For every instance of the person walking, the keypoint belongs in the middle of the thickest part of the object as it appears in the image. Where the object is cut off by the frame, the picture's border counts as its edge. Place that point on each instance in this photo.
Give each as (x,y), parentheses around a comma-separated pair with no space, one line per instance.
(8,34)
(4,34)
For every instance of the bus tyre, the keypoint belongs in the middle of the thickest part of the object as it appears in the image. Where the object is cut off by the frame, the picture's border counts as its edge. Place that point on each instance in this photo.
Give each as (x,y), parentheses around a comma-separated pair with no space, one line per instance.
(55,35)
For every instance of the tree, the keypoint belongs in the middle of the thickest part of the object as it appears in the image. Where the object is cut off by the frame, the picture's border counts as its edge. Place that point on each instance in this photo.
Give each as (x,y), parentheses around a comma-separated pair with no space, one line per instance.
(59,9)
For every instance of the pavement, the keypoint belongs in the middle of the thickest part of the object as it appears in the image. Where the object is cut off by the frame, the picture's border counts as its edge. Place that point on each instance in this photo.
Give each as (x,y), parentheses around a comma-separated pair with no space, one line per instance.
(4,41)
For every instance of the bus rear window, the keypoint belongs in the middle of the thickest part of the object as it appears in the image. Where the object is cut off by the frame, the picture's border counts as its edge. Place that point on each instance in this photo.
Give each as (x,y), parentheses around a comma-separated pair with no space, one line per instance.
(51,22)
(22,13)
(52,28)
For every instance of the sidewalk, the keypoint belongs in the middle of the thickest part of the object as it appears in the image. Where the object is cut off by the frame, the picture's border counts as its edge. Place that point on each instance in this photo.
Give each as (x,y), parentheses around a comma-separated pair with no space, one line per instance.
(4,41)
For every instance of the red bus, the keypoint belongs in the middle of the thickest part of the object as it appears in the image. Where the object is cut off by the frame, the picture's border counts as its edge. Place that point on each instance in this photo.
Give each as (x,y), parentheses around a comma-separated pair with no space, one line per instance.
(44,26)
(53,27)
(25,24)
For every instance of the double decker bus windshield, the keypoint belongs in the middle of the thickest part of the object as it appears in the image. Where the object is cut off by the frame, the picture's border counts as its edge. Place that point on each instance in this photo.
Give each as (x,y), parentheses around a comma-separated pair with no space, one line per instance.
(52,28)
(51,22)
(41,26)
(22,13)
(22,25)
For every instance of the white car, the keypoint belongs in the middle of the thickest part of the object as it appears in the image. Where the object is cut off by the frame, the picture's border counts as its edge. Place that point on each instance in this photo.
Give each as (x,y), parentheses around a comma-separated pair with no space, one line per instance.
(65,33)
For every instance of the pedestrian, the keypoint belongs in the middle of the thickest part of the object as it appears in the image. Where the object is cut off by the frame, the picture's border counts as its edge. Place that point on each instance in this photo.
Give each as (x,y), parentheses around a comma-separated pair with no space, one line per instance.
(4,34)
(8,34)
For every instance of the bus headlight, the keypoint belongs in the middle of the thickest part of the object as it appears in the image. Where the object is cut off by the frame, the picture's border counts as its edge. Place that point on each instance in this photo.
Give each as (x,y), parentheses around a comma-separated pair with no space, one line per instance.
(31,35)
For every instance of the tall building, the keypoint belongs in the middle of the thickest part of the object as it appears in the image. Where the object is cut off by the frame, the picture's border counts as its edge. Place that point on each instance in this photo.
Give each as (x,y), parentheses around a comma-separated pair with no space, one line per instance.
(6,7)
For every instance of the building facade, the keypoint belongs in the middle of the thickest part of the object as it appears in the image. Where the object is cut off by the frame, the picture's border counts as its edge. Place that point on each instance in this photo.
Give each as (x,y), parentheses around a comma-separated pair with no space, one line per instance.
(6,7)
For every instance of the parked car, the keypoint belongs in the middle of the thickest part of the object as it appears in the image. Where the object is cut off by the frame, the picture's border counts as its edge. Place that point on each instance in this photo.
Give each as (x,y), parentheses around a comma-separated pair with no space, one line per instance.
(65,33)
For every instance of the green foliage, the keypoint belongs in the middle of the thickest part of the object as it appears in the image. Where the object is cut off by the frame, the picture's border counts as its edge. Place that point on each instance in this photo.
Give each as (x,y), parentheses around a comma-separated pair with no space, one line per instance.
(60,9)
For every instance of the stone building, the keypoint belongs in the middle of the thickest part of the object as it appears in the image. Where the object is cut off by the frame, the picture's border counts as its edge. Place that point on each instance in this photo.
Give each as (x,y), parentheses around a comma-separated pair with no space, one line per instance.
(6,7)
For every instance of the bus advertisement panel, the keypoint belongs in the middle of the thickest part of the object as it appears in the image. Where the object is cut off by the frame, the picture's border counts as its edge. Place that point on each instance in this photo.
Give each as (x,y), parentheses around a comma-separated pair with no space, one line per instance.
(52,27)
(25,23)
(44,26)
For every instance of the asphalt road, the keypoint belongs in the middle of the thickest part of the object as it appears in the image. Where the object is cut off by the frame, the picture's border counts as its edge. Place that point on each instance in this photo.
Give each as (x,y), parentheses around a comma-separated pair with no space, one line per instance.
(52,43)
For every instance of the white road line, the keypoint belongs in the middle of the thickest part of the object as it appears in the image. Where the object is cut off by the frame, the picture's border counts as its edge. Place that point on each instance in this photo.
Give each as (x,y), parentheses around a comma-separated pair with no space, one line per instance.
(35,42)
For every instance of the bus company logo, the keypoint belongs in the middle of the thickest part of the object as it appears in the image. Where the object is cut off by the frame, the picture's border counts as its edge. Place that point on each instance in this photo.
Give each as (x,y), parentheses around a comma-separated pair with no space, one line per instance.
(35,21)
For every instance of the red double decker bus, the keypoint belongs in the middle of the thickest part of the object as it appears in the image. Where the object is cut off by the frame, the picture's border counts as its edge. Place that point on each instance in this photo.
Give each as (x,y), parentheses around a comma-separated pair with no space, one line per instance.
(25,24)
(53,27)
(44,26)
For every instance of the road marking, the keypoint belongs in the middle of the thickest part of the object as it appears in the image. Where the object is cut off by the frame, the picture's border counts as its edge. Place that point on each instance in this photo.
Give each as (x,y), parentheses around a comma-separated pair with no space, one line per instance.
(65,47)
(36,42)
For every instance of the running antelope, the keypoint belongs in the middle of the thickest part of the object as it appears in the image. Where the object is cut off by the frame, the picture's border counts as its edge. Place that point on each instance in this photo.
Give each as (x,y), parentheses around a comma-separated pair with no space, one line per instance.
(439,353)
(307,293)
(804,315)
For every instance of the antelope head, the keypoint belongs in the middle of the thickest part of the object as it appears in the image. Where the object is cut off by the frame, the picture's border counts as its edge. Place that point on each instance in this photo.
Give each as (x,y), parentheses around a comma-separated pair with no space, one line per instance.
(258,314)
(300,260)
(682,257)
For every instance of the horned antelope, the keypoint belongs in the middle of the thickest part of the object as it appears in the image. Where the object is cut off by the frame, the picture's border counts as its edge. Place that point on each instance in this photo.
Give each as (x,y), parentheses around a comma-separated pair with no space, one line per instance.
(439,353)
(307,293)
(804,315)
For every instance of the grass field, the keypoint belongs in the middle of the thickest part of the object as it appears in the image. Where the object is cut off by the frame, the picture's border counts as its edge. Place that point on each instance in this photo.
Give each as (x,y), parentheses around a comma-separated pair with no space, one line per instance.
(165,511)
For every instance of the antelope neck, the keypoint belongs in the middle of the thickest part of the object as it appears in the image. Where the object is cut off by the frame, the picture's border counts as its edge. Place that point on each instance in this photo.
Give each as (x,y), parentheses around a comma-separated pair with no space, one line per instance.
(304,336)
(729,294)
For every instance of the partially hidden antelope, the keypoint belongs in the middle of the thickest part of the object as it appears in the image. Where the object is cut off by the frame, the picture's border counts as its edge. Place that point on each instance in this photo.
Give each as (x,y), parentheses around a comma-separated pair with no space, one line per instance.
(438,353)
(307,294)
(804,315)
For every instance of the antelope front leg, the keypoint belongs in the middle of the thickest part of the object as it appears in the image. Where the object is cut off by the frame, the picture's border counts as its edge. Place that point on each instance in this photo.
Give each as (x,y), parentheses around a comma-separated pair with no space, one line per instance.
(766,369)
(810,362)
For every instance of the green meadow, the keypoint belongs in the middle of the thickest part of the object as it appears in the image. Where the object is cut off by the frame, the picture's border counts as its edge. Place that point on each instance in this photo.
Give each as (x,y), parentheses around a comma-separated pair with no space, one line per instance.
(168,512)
·····
[Exercise description]
Look above for the line containing "For every instance of the green meadow, the", then transcribe it and all lines after it through the last, exactly and with nothing else.

[Answer to this exercise]
For every instance of the green meadow, the keypoint belongs in the middle of the thickest part of the object as it appears in the image. Where the object is cut off by the frame, the picture's border counts as its edge. Place that point on each instance in this photo.
Give each as (x,y), parentheses around a comma-separated pair with no space, one line per instance.
(168,512)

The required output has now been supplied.